Could you return each line of the material that has "sample" in it?

RECORDS TO USE →
+ + +

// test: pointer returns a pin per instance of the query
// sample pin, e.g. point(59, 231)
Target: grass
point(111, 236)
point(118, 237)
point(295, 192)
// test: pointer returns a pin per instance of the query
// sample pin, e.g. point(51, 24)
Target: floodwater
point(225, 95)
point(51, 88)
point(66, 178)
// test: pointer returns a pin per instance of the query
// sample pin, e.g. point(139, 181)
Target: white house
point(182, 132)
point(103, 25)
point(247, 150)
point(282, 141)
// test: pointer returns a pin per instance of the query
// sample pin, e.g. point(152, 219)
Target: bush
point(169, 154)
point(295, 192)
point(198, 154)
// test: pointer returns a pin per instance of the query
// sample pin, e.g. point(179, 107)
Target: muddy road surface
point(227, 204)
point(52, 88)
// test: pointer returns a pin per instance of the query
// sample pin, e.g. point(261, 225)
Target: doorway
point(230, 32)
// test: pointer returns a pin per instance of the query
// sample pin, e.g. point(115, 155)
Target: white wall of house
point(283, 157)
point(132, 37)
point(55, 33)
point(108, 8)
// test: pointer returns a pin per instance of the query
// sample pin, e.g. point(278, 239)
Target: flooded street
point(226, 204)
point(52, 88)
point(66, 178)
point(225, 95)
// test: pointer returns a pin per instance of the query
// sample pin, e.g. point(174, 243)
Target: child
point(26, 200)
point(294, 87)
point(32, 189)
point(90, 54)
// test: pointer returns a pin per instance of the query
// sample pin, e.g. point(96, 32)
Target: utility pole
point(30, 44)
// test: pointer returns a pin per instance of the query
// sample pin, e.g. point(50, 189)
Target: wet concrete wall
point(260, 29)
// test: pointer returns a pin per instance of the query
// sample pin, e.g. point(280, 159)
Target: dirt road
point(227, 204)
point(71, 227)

+ + +

WRITTEN SOLUTION →
// sample pin, e.g. point(59, 231)
// sample pin, e.g. point(51, 24)
// sample pin, e.g. point(139, 181)
// sample pin, e.g. point(152, 219)
// sample pin, e.g. point(179, 107)
// sample pin, e.g. point(261, 225)
// sample pin, e.g. point(115, 155)
// sample pin, e.g. point(278, 239)
// sample pin, e.g. point(174, 243)
// sample pin, e.g. point(96, 32)
// sample pin, e.g. point(50, 189)
// sample pin, e.g. point(280, 159)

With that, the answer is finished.